(AVAILABLE RECORDS)

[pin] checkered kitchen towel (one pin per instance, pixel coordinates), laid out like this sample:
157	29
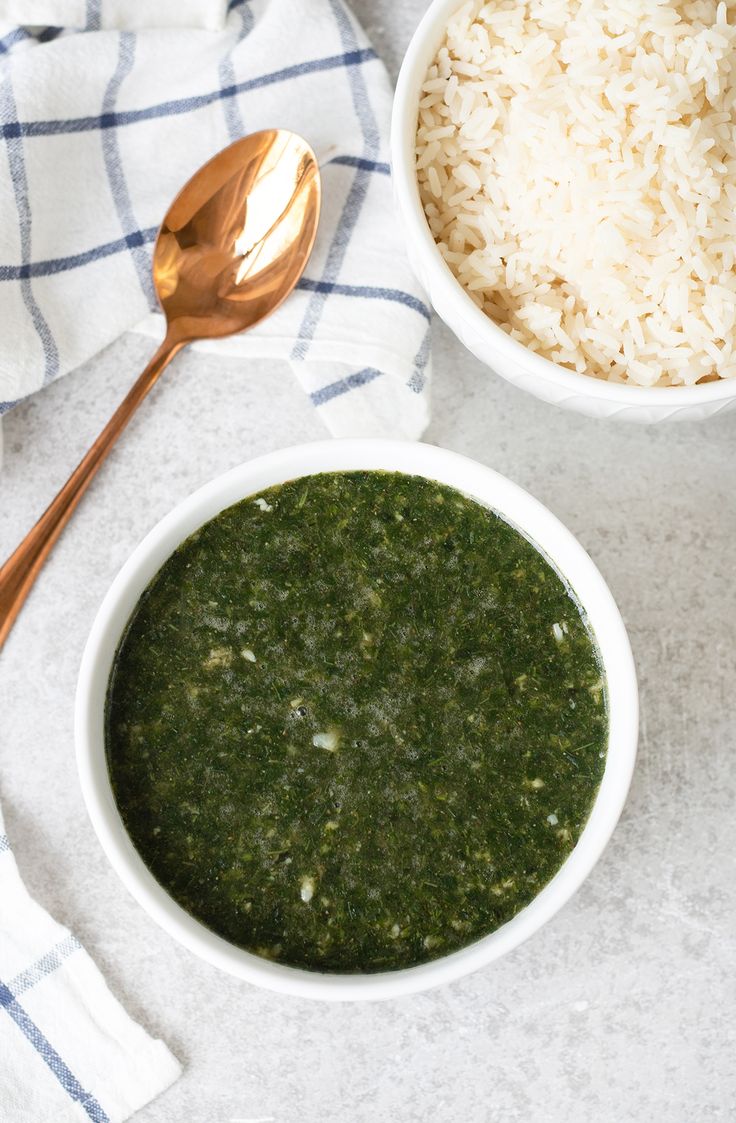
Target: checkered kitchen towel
105	118
69	1052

(End AVAILABLE RECORDS)

▶ _WORK REQUEST_
Quote every record above exactly, omitting any pictures they contain.

▶ _RESPONSE AREA_
[pin] checkered kitchen towel (one pin per instance, pixel coordinates), laid out like this sample:
157	29
Target: checkered kitchen towel
105	118
69	1052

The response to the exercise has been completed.